§ TO BE DONE
Copy out the part of the manifesto excerpt that opens with the words containing "You must be" and closes with "Be dedicated in heart.", changing "truth" to "meaning".
[start EXTRACT TO READ]
The Citizen Analyst Manifesto, Part 3: Dedicated in Heart

by Christopher Penn November 25, 2015

November 25, 2015

In this series, we’ll explore what it means to be a citizen analyst, what values you stand for, and what qualities in the world you adamantly must oppose.

The Citizen Analyst Manifesto

Citizen Analyst Manifesto

You must be curious of nature, and dedicated in heart; Speak humbly, but with insight; Seek truth in your data, yet not hold it too high; Ask boldly. Be forthright, and unafraid. Disclose with honesty. And to all this, you must bring persistence, for data whispers its secrets to few.

Be dedicated in heart.

Citizen analysts are dedicated in heart. To have dedication and heart is to have more than persistence—it is to care, to be emotionally invested, passionate about the data you’re working with. Passionate about what it means to you.

Think of an issue, a cause, a position in your life. Are there children you want to help? A rainforest you want to protect? What makes you care? Don’t be afraid to dig deep—passion is about more than what’s on the surface. Then let your beliefs power your searches, give them permission to help you to tell a story with the data you have. Let your caring will drive your curiosity, help you embody our first citizen analyst core value. Your passion will cause you to investigate more data sources, to not take what you hear in the media at face value.

Now consider the opposite, an issue or a perspective that you don’t care about. How much time and effort would give it? How rigorous would your analysis be? If our focus is driven by passion, how can we truly focus on data we don’t care about?
[end EXTRACT TO READ]
[start STORED RECORDS]
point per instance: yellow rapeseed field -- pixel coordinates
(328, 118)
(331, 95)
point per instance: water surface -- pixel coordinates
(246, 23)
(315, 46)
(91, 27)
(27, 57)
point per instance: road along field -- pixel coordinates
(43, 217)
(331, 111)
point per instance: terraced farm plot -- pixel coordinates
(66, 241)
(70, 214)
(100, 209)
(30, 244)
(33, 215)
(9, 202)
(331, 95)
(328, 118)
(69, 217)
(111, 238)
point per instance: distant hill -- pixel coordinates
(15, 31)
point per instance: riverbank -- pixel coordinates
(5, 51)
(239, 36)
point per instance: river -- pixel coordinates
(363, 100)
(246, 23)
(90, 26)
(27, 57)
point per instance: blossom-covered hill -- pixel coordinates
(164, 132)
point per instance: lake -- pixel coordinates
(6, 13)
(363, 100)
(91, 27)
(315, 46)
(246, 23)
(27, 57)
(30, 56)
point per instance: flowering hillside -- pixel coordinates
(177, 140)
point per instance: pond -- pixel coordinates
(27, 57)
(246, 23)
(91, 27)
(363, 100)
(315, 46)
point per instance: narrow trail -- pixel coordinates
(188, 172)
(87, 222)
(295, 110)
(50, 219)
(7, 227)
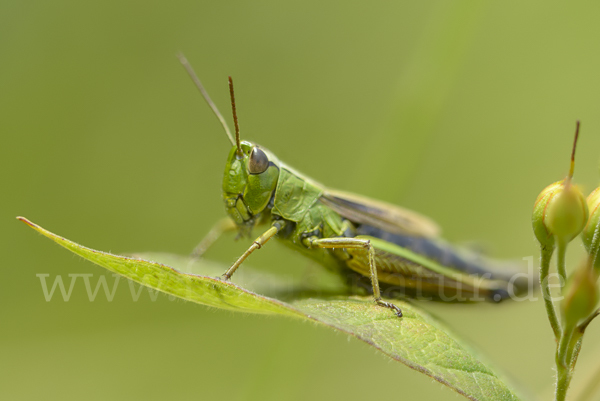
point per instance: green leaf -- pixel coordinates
(417, 339)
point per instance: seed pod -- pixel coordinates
(591, 233)
(580, 295)
(566, 213)
(541, 231)
(560, 212)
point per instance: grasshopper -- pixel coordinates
(346, 233)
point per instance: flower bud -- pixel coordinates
(592, 229)
(580, 295)
(560, 211)
(566, 213)
(543, 235)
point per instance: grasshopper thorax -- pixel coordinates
(249, 183)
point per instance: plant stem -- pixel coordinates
(560, 263)
(563, 369)
(544, 270)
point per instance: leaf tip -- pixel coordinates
(24, 220)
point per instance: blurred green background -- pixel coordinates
(462, 110)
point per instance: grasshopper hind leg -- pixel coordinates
(365, 245)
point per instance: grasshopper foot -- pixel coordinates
(389, 305)
(224, 277)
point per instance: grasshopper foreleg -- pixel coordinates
(257, 244)
(367, 247)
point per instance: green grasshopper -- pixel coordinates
(344, 232)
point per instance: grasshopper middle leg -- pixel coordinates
(359, 244)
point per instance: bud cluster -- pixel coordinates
(561, 213)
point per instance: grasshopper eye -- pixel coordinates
(259, 162)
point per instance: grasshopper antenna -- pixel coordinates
(237, 127)
(204, 93)
(572, 167)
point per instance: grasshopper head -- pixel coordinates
(251, 172)
(249, 183)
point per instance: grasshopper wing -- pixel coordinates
(385, 216)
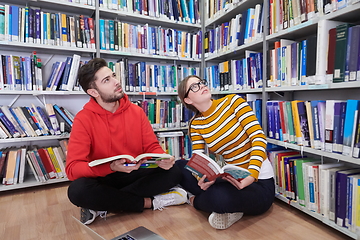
[end STORED RECORDS]
§ THE ANSWER
You must be curious of nature, and dedicated in heart; Speak humbly, but with insight; Seek meaning in your data, yet not hold it too high; Ask boldly. Be forthright, and unafraid. Disclose with honesty. And to all this, you must bring persistence, for data whispers its secrets to few.

Be dedicated in heart.